# [What to do]
Pick out each line in the items below that contains the word "truck", and copy those lines.

# Start of Data for the task

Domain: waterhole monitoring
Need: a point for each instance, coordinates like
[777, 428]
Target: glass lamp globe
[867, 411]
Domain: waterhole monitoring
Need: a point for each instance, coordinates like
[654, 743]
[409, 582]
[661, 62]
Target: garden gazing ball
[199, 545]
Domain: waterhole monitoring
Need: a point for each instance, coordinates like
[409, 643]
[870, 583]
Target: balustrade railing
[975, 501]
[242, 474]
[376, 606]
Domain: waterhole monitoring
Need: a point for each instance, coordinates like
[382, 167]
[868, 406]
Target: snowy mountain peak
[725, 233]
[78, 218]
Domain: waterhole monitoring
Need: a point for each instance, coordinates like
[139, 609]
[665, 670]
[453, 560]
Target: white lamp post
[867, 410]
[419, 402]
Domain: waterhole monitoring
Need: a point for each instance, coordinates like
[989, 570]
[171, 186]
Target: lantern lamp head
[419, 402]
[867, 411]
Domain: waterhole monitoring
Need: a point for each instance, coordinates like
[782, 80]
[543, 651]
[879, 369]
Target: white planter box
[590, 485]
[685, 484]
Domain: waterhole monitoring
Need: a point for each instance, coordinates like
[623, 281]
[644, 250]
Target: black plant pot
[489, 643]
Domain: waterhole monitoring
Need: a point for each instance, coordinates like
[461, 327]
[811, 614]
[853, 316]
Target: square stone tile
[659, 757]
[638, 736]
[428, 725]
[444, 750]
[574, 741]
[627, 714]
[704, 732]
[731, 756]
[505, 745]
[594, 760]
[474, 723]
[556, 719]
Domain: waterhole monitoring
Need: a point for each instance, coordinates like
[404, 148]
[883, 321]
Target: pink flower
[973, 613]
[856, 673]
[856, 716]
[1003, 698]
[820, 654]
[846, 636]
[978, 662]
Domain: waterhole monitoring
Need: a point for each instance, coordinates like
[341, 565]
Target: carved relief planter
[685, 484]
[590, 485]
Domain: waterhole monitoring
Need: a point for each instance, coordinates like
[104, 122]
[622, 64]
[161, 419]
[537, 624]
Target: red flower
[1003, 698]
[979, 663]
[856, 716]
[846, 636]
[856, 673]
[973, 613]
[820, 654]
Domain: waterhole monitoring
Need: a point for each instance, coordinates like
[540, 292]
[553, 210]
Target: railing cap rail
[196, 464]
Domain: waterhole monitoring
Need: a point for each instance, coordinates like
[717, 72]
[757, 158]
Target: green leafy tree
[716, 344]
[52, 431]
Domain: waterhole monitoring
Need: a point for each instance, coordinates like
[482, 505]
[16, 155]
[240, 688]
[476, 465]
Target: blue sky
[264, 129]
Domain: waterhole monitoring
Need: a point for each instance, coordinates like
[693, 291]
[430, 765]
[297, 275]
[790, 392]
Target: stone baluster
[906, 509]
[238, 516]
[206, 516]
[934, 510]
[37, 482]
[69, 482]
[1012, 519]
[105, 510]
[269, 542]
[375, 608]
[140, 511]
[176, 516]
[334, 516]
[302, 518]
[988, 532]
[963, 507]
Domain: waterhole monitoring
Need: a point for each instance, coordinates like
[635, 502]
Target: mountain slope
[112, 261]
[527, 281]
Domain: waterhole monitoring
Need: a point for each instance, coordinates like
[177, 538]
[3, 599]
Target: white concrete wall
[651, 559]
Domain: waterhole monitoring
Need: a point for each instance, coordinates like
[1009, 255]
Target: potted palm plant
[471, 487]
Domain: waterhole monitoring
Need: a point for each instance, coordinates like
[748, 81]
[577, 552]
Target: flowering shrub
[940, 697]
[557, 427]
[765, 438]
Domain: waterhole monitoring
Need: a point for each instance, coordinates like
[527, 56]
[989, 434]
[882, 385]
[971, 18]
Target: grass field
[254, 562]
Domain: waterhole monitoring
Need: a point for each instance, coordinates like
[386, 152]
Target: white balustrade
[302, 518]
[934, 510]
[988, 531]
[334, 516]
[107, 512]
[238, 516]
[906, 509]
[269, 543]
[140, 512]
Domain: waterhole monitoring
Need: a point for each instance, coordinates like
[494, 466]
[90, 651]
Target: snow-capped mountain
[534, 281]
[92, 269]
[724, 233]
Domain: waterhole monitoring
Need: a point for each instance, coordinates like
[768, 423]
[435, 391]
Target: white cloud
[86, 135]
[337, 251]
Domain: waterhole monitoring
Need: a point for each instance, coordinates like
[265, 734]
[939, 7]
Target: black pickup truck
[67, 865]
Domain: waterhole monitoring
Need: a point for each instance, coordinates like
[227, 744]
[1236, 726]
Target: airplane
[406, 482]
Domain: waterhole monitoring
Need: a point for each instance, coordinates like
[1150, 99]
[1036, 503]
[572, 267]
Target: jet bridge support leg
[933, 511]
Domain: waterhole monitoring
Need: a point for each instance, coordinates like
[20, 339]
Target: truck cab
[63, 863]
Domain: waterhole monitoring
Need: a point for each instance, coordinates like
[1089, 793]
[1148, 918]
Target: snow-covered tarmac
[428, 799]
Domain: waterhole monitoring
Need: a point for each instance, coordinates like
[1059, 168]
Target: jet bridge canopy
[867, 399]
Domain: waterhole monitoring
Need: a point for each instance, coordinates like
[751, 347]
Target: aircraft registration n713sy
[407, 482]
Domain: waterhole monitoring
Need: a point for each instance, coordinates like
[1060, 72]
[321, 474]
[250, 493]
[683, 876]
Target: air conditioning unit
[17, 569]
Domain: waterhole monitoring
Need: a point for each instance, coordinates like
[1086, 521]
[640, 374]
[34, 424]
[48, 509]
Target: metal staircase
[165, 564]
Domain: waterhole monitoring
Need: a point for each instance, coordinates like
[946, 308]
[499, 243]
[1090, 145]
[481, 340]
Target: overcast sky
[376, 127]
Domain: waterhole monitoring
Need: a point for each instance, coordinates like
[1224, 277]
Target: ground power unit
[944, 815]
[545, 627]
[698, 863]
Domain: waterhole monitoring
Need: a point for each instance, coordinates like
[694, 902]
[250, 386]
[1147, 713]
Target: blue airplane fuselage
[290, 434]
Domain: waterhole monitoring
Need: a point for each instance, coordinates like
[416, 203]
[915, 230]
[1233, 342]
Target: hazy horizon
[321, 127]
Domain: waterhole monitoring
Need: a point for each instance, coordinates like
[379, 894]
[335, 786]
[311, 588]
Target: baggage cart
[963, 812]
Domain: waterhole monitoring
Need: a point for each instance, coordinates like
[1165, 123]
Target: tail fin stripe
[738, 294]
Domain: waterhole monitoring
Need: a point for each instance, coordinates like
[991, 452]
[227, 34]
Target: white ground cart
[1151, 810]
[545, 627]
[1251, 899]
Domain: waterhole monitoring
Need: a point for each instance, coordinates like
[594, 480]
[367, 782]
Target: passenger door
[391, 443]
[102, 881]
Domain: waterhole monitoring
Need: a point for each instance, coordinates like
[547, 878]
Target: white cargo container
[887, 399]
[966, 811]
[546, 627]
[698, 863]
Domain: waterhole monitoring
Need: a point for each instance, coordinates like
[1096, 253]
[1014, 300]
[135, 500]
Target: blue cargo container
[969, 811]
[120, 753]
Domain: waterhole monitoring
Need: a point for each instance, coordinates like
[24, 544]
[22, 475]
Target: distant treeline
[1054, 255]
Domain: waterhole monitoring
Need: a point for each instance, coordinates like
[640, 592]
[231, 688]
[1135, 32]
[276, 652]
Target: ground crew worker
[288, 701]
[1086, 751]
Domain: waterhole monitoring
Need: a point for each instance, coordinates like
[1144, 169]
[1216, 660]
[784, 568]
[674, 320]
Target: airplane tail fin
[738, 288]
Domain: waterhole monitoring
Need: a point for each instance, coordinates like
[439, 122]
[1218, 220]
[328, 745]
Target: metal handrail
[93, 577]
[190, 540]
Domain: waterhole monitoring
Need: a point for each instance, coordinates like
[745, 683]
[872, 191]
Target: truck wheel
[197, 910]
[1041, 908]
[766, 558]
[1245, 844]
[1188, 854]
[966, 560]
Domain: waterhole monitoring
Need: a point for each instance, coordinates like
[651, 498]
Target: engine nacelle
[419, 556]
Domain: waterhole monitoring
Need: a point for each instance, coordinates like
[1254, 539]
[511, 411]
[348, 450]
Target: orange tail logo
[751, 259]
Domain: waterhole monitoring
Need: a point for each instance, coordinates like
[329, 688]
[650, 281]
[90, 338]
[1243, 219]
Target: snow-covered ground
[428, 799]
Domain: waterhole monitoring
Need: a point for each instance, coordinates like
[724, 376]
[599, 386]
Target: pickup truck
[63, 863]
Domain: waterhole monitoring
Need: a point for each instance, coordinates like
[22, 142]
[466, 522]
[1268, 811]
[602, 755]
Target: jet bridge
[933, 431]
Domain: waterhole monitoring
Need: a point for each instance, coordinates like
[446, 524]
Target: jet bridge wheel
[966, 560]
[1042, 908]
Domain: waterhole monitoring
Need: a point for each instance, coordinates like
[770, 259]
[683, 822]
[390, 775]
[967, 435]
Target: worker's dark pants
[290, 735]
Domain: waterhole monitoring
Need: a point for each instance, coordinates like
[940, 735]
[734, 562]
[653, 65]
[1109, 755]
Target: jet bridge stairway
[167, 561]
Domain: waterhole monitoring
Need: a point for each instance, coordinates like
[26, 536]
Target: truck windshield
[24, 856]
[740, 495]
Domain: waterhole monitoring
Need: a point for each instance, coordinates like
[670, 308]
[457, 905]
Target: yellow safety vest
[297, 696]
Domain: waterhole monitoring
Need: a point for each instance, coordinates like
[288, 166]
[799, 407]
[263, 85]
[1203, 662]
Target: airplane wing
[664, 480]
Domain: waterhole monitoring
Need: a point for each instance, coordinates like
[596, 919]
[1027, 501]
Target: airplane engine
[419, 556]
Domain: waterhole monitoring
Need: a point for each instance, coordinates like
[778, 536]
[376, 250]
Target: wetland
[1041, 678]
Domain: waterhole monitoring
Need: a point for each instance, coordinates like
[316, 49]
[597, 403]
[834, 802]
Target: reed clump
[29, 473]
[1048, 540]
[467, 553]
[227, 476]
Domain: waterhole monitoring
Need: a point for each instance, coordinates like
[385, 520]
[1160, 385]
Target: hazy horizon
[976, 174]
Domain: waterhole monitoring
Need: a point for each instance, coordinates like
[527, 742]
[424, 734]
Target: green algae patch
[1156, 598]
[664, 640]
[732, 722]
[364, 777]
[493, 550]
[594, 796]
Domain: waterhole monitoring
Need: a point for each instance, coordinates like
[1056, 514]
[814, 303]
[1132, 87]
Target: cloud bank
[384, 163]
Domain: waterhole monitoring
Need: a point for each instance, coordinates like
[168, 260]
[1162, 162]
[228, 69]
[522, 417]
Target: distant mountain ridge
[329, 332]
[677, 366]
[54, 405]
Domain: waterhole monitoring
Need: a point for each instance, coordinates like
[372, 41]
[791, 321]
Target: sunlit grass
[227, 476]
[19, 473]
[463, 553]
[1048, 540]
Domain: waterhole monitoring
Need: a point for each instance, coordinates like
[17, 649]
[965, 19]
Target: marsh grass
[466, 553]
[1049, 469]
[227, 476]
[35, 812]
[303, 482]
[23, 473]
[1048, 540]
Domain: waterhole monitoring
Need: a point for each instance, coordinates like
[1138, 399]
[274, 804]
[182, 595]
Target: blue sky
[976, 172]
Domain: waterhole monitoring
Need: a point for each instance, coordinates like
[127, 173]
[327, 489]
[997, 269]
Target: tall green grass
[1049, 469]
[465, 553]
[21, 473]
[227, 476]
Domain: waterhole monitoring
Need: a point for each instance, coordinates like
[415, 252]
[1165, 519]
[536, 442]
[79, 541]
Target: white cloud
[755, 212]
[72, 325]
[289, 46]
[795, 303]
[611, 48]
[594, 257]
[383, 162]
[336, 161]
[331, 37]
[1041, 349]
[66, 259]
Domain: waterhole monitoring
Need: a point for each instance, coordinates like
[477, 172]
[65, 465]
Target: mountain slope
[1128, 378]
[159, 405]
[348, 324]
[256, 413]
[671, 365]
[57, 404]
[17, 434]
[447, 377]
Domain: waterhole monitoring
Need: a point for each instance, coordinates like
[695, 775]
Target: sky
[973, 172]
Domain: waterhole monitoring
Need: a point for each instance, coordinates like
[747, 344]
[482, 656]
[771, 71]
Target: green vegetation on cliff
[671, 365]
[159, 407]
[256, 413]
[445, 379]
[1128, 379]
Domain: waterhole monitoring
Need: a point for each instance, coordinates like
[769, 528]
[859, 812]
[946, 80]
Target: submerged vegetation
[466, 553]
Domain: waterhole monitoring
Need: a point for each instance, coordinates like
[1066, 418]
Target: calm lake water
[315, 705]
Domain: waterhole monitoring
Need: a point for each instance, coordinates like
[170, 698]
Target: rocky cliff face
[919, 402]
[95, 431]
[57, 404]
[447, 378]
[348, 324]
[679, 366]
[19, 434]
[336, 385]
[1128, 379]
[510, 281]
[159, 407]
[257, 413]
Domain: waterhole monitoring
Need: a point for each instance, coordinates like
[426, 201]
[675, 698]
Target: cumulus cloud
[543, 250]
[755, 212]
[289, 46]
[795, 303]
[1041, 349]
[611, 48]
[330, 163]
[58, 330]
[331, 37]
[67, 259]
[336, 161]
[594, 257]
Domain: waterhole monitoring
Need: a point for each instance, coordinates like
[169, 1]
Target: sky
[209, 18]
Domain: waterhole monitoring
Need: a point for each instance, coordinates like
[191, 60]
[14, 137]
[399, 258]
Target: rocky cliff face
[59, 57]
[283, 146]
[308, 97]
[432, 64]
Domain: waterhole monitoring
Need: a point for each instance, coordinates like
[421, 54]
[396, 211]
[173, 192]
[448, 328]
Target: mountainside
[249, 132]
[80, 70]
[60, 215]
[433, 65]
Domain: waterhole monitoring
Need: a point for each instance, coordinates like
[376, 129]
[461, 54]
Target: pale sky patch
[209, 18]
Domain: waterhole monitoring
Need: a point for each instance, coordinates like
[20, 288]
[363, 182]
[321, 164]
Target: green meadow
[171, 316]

# End of Data for the task

# [Solution for this problem]
Target: black pickup truck
Target: truck cab
Target: truck wheel
Target: pickup truck
Target: truck windshield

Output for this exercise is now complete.